▶ Exercise directions
Pull out each line in the rows below that contains the word "sign". Only count matches whose capital and small letters are the same as in "sign".

▶ Recorded data
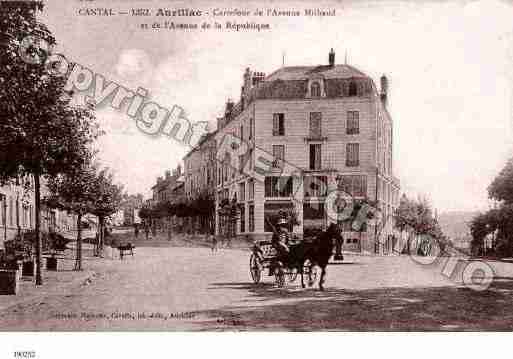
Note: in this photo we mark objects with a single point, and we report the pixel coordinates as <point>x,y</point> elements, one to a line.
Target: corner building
<point>328,123</point>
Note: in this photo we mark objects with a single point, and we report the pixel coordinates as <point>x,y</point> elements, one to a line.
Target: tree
<point>76,192</point>
<point>107,202</point>
<point>499,220</point>
<point>41,133</point>
<point>501,188</point>
<point>229,212</point>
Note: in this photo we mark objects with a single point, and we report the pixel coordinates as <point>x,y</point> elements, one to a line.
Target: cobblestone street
<point>178,288</point>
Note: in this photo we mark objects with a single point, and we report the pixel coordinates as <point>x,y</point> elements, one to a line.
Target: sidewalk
<point>55,283</point>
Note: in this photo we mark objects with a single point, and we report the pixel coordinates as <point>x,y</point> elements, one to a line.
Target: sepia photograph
<point>259,166</point>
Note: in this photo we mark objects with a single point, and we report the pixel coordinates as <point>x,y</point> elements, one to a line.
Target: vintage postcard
<point>256,166</point>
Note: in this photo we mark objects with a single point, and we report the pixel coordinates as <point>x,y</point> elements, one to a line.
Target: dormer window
<point>353,90</point>
<point>315,89</point>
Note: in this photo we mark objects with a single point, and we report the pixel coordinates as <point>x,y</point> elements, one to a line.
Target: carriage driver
<point>281,238</point>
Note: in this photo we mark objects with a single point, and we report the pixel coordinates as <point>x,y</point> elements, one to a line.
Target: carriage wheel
<point>310,271</point>
<point>255,269</point>
<point>292,274</point>
<point>279,275</point>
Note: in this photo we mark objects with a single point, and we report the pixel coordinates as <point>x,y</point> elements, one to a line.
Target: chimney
<point>331,58</point>
<point>220,123</point>
<point>257,78</point>
<point>228,110</point>
<point>384,90</point>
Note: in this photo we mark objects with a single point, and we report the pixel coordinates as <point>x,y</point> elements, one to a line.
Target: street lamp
<point>3,199</point>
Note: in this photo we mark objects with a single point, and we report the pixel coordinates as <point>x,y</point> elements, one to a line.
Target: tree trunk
<point>78,259</point>
<point>101,231</point>
<point>38,244</point>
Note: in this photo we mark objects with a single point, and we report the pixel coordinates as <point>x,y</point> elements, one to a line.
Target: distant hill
<point>456,225</point>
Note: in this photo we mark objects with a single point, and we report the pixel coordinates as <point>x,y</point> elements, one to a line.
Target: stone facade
<point>17,212</point>
<point>200,168</point>
<point>316,125</point>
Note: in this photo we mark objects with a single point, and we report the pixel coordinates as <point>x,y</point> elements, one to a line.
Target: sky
<point>449,66</point>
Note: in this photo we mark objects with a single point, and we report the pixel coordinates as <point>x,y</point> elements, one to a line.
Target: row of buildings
<point>17,212</point>
<point>292,137</point>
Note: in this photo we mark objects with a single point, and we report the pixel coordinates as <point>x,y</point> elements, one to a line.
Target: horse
<point>318,252</point>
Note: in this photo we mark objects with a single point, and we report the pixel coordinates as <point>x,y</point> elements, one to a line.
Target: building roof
<point>306,72</point>
<point>201,141</point>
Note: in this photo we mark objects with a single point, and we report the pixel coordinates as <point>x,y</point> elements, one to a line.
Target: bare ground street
<point>177,288</point>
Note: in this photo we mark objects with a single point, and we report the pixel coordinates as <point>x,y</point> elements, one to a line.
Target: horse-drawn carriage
<point>265,259</point>
<point>304,259</point>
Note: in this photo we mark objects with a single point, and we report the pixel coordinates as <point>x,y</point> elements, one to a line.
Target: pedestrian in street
<point>147,231</point>
<point>136,230</point>
<point>214,243</point>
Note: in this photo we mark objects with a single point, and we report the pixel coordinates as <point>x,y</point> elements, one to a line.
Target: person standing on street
<point>147,230</point>
<point>214,243</point>
<point>136,230</point>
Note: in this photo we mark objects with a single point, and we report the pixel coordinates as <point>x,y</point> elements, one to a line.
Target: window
<point>315,156</point>
<point>353,123</point>
<point>2,208</point>
<point>313,210</point>
<point>278,186</point>
<point>251,189</point>
<point>315,124</point>
<point>251,160</point>
<point>355,185</point>
<point>271,209</point>
<point>352,154</point>
<point>279,155</point>
<point>242,162</point>
<point>353,89</point>
<point>315,89</point>
<point>242,210</point>
<point>278,124</point>
<point>11,212</point>
<point>251,218</point>
<point>242,192</point>
<point>315,186</point>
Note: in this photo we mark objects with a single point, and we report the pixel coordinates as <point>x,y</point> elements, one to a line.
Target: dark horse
<point>317,252</point>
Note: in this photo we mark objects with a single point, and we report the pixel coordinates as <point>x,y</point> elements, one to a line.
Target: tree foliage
<point>418,215</point>
<point>77,192</point>
<point>41,133</point>
<point>501,188</point>
<point>497,221</point>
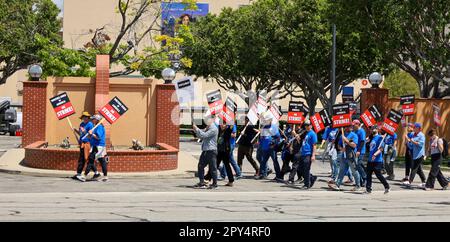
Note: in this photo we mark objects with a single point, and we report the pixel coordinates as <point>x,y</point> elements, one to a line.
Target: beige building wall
<point>137,93</point>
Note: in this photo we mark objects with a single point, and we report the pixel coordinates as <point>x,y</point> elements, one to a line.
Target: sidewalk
<point>10,163</point>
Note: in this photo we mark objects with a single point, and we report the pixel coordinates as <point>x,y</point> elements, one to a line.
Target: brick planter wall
<point>34,110</point>
<point>120,161</point>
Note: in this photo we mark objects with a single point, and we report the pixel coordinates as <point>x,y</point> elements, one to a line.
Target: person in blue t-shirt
<point>328,138</point>
<point>418,155</point>
<point>390,154</point>
<point>348,144</point>
<point>98,149</point>
<point>234,164</point>
<point>82,130</point>
<point>375,162</point>
<point>270,136</point>
<point>360,151</point>
<point>408,152</point>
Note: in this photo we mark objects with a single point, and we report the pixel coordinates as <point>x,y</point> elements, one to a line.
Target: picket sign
<point>111,112</point>
<point>63,109</point>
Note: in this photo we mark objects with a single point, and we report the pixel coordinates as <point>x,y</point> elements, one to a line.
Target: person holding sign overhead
<point>83,129</point>
<point>375,162</point>
<point>98,149</point>
<point>418,155</point>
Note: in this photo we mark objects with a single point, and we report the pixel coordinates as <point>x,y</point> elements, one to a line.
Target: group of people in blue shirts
<point>352,153</point>
<point>92,147</point>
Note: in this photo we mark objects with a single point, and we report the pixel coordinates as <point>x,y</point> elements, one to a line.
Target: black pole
<point>333,67</point>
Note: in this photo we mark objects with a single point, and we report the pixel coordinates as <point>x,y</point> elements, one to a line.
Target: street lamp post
<point>35,72</point>
<point>168,75</point>
<point>375,79</point>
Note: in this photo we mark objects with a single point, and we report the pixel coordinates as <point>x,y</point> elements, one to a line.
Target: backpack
<point>445,151</point>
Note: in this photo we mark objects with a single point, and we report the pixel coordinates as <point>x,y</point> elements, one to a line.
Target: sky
<point>59,3</point>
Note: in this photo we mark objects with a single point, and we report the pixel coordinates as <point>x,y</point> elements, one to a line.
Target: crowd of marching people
<point>355,152</point>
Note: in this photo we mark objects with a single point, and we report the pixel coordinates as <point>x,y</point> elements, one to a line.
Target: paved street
<point>28,198</point>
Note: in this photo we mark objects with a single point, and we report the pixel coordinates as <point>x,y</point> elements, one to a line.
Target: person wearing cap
<point>375,161</point>
<point>245,146</point>
<point>390,154</point>
<point>208,156</point>
<point>418,155</point>
<point>360,151</point>
<point>268,139</point>
<point>98,149</point>
<point>83,129</point>
<point>408,152</point>
<point>435,150</point>
<point>348,144</point>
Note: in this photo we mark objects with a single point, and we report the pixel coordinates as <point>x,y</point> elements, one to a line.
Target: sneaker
<point>334,187</point>
<point>96,176</point>
<point>390,178</point>
<point>201,185</point>
<point>213,187</point>
<point>313,180</point>
<point>290,183</point>
<point>356,189</point>
<point>81,178</point>
<point>229,184</point>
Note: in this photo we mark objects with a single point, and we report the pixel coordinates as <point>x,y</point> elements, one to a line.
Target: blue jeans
<point>360,169</point>
<point>223,172</point>
<point>264,156</point>
<point>344,165</point>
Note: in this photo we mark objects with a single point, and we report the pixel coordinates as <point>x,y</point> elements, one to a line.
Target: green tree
<point>22,22</point>
<point>401,83</point>
<point>413,34</point>
<point>137,46</point>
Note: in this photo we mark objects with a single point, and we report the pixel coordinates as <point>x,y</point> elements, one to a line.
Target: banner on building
<point>407,103</point>
<point>437,115</point>
<point>371,116</point>
<point>113,110</point>
<point>215,102</point>
<point>185,90</point>
<point>296,114</point>
<point>391,122</point>
<point>341,115</point>
<point>228,113</point>
<point>62,105</point>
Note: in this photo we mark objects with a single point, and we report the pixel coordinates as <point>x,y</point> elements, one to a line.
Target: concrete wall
<point>138,94</point>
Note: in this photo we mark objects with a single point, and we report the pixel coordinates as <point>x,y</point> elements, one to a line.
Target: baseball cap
<point>356,122</point>
<point>97,117</point>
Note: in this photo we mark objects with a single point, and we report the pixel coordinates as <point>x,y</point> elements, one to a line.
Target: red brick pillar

▶ Reply to the task
Target: picket sign
Target: person holding sign overhead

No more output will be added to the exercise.